- WHAT TO PRODUCE: Will you print, word for word, the records below, starting at the line that contains "smile in the photo above." and ending at their final line?

- DATASET RECORDS:
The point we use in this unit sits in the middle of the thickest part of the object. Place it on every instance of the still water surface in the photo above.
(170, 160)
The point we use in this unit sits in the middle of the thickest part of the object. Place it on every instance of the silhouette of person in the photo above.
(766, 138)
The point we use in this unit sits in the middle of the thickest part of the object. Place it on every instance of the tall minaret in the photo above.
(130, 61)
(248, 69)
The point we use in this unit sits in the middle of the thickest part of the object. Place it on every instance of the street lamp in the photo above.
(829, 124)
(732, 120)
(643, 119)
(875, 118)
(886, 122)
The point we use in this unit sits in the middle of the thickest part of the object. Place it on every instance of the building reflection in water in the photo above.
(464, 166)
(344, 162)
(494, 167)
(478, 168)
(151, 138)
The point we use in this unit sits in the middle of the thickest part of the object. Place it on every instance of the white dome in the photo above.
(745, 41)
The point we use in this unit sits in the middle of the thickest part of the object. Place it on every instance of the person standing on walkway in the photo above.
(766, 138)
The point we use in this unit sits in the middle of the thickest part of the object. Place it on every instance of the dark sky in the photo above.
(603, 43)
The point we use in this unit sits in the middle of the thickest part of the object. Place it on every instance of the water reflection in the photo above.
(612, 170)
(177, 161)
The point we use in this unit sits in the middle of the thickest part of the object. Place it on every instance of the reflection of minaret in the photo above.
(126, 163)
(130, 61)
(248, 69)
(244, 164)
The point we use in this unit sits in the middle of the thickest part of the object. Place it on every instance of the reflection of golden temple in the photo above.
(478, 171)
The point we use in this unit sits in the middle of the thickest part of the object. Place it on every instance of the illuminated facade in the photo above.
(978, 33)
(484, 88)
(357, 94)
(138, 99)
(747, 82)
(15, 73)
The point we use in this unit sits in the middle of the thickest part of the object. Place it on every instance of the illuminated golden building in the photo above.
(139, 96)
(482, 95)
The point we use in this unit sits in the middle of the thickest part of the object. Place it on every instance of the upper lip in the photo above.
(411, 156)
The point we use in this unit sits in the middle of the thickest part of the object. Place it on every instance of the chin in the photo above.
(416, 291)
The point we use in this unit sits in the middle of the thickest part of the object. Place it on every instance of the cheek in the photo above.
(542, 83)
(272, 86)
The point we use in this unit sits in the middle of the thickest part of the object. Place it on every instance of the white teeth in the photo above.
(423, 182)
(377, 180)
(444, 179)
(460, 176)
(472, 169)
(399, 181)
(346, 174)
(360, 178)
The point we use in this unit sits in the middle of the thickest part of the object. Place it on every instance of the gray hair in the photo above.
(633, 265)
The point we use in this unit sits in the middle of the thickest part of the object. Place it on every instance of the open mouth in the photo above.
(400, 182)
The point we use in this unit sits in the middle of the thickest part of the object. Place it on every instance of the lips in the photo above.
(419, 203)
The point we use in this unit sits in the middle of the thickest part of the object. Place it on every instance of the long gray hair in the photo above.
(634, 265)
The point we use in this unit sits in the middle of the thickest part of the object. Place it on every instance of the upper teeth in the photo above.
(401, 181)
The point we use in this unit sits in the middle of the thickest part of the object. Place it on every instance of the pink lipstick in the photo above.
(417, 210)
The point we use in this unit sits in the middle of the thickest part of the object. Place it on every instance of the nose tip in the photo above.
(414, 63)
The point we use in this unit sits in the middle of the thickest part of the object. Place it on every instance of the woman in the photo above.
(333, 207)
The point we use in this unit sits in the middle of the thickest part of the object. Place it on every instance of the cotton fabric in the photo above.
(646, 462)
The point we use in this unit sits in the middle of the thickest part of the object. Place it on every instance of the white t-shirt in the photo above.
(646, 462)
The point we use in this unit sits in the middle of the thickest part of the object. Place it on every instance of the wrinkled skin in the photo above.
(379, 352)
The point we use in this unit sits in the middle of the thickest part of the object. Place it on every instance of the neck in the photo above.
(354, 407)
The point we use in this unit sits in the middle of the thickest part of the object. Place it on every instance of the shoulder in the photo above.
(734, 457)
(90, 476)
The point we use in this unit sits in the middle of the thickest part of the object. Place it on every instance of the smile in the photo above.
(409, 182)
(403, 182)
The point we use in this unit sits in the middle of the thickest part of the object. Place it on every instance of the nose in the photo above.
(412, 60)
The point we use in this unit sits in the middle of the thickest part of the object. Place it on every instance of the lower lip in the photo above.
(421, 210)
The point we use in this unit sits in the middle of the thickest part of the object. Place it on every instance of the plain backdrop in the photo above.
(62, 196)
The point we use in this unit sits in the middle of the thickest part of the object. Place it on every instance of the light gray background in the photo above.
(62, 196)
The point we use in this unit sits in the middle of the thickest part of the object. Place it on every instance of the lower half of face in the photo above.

- CORRECT RESPONSE:
The point we use in this unit sits in the middle of the thickest part of the object. Place it on every instance of the smile in the photo above.
(409, 182)
(403, 182)
The point we use in this unit sits in the middle of the thickest part of the object. Place it on every instance of the nose in the photo above.
(412, 60)
The point we use in this unit sits in the middle of the thickest part of the object. Place it on every instance of the lower lip in the photo above.
(421, 210)
The point we use in this unit sits in the middle of the thickest part of the object. Place it on every instance of the plain backdrop in the photo above.
(62, 196)
The point we use in this unit sits in the middle of the thickest part of the object. Place it on every instance of the light gray background in the photo above.
(62, 196)
The point we use in this unit sits in the middle of the thickest part of the object. Place it on every instance of the lower half of face in the photo above.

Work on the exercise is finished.